About this task: The whole of the data is to be returned without a single change.

Records contained in a dataset:
:::
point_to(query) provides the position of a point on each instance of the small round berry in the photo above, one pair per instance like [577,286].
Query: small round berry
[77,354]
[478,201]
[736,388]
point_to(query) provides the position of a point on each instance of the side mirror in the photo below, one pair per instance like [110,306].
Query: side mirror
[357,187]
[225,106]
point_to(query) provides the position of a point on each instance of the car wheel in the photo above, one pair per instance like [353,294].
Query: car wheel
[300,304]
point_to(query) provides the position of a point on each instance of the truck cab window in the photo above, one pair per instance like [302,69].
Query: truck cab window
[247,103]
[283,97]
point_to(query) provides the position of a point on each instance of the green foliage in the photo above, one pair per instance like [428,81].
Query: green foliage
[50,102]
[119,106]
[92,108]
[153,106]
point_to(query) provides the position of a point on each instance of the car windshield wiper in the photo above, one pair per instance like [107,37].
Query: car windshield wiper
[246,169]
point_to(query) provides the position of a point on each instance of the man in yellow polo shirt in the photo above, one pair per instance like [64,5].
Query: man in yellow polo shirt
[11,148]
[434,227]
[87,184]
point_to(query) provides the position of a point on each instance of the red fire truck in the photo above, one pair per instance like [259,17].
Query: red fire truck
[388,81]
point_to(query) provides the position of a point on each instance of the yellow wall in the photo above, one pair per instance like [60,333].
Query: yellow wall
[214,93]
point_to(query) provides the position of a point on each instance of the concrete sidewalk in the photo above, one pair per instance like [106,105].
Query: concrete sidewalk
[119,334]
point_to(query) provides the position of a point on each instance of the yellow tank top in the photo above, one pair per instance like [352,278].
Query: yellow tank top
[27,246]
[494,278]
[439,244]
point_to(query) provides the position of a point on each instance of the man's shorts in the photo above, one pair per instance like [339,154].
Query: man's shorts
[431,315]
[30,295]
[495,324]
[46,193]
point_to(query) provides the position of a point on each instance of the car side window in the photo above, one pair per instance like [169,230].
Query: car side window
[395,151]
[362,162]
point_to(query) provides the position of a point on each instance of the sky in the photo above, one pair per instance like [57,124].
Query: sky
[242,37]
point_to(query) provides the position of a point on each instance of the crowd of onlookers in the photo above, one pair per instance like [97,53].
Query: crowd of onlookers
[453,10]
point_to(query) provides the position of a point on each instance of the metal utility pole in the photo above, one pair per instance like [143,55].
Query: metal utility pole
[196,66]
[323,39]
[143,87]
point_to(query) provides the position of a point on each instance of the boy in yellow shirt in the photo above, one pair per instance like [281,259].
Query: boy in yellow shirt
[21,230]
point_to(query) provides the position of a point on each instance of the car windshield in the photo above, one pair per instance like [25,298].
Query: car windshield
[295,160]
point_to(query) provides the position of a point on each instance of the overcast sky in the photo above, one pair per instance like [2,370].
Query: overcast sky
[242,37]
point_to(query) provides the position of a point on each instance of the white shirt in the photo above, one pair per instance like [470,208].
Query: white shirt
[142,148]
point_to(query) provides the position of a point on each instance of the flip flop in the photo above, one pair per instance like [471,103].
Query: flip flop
:::
Solution below:
point_to(query) provides the position of a point on each instance of the small round berry in the photo above, one pair per instance like [577,286].
Query: small round berry
[77,354]
[478,201]
[736,388]
point_to(query) provides the position of a point on each instance of the side mirror in the photo below, one pair per instance like [110,306].
Query: side mirror
[357,187]
[225,106]
point_to(query) provides the position of a point on each instance of the car wheel in the photo above, one pair per instance like [353,294].
Query: car wheel
[300,304]
point_to(query) provides the position of a point on each instance of the truck cab window in the photo above, one pair per instance like [302,69].
Query: truck cab window
[247,103]
[283,97]
point_to(query) provides the position of a point on each instance of the green foliage in the photo above, one pair per instance like [428,81].
Query: green foliage
[50,102]
[119,106]
[92,108]
[153,106]
point_to(query) provides the position of a point on each instance of the car windshield wiper in the photo above, one pair per instance like [107,37].
Query: car windshield wiper
[246,169]
point_to(query) provides the position of a point on each instance of the man in yellow polo shirt in the photo above, one pair per instance like [64,5].
Query: man in yellow polo shirt
[11,148]
[434,227]
[87,184]
point_to(query) provides the position of a point on each instance of the red fire truck in the photo above, one pair per instance like [259,17].
Query: red fire truck
[388,81]
point_to(query) provides the position of a point on each instance of the yellow wall in the photo above, one pair per instance like [60,333].
Query: yellow wall
[214,93]
point_to(query) provides the position of a point on each instance of the concrete sidewalk in the photo above, one pair per instance like [106,105].
Query: concrete sidewalk
[119,334]
point_to(query) provides the position of a point on each instance of the yellow tank top in the photo above, one pair per instance like [352,278].
Query: yellow tank top
[27,246]
[494,278]
[439,244]
point_to(query) provides the position of a point on each instance of the man's shorts in the photo above, one pair per instance like [339,154].
Query: man's shorts
[431,315]
[30,295]
[495,324]
[46,193]
point_to(query) provides the position of a point on each instance of the car side window in the photo above, one pair per instance like [169,230].
Query: car side window
[395,151]
[362,162]
point_to(query) provides the position of a point on each instance of the sky in the photo above, one pair per instance like [57,124].
Query: sky
[242,37]
point_to(query) provides the position of a point on each instance of the crowd of onlookers in the photo above, one pair per instance like [97,53].
Query: crowd of onlookers
[453,10]
point_to(query) provides the position of a point on each instance of the metal utility pole in the photo above, one pair per instance like [143,55].
Query: metal utility pole
[196,66]
[323,39]
[143,87]
point_to(query) provides the position of a point on each instance of the boy in yellow shirt in the photo above, one pair per instance like [281,259].
Query: boy in yellow shirt
[21,230]
point_to(query) provides the position of a point on each instance of the car windshield in the photo above, one pair per instance like [25,298].
Query: car windshield
[295,160]
point_to(query) provides the position of a point on each instance of the overcast sky in the photo above, one pair per instance like [2,370].
Query: overcast sky
[242,37]
point_to(query) provides the position of a point on each instance of the white shirt in the photo above, one pair per instance like [470,208].
Query: white shirt
[142,148]
point_to(query) provides the position of a point on each instance of the flip flop in the photo above, one pair per instance like [471,103].
Query: flip flop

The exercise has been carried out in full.